MATERIAL SUPPLIED:
------------------------------------------------------------
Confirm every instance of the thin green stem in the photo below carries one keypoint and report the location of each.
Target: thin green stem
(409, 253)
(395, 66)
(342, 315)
------------------------------------------------------------
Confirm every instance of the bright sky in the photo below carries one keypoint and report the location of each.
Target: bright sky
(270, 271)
------------------------------------------------------------
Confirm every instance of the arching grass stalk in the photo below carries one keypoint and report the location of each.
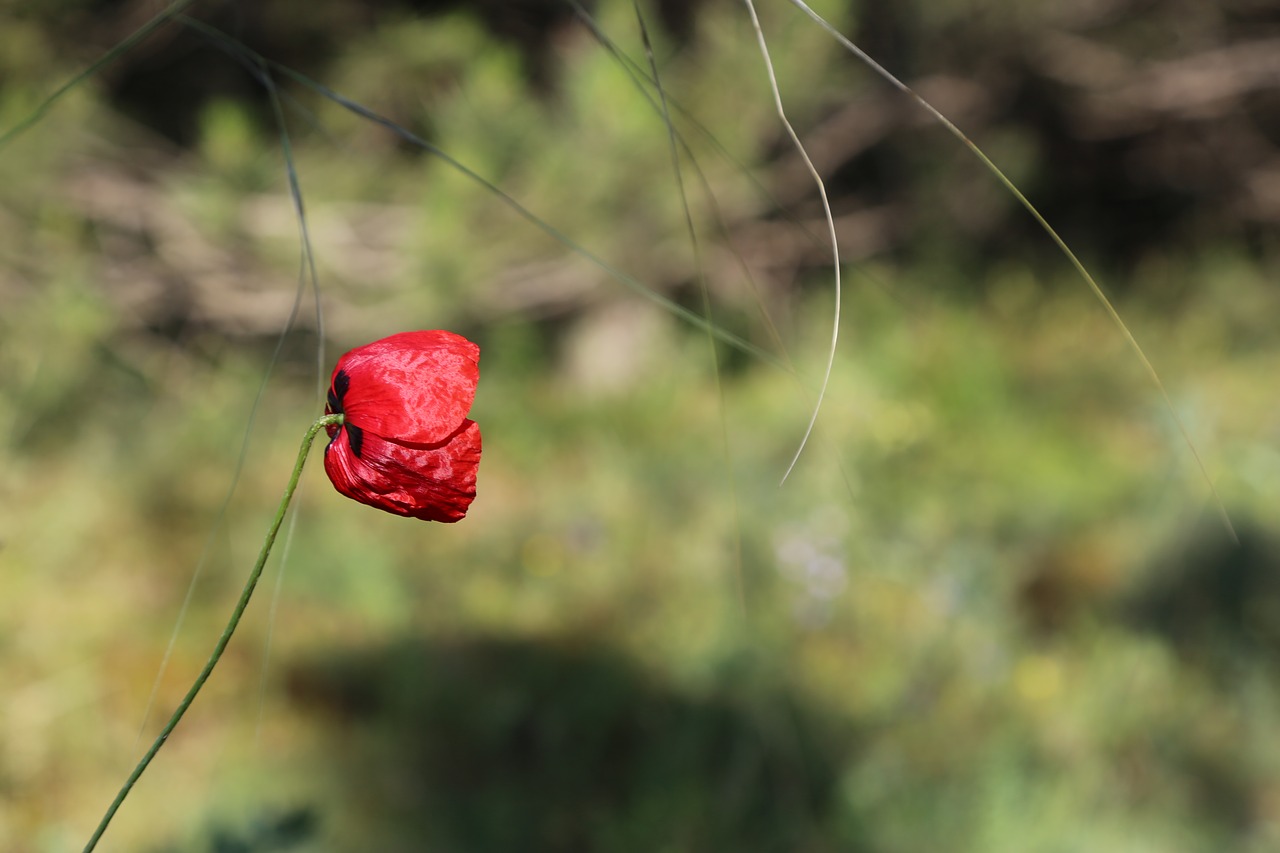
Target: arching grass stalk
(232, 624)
------------------------------------------------------------
WHAT TO PRODUCE:
Display every line of the entries above that contains the string "thin". The match is case-sensitive.

RESPONSE:
Confirm every instance of the thin green stem in the photo below carries one keypoint and report the location of each.
Target: thin green stem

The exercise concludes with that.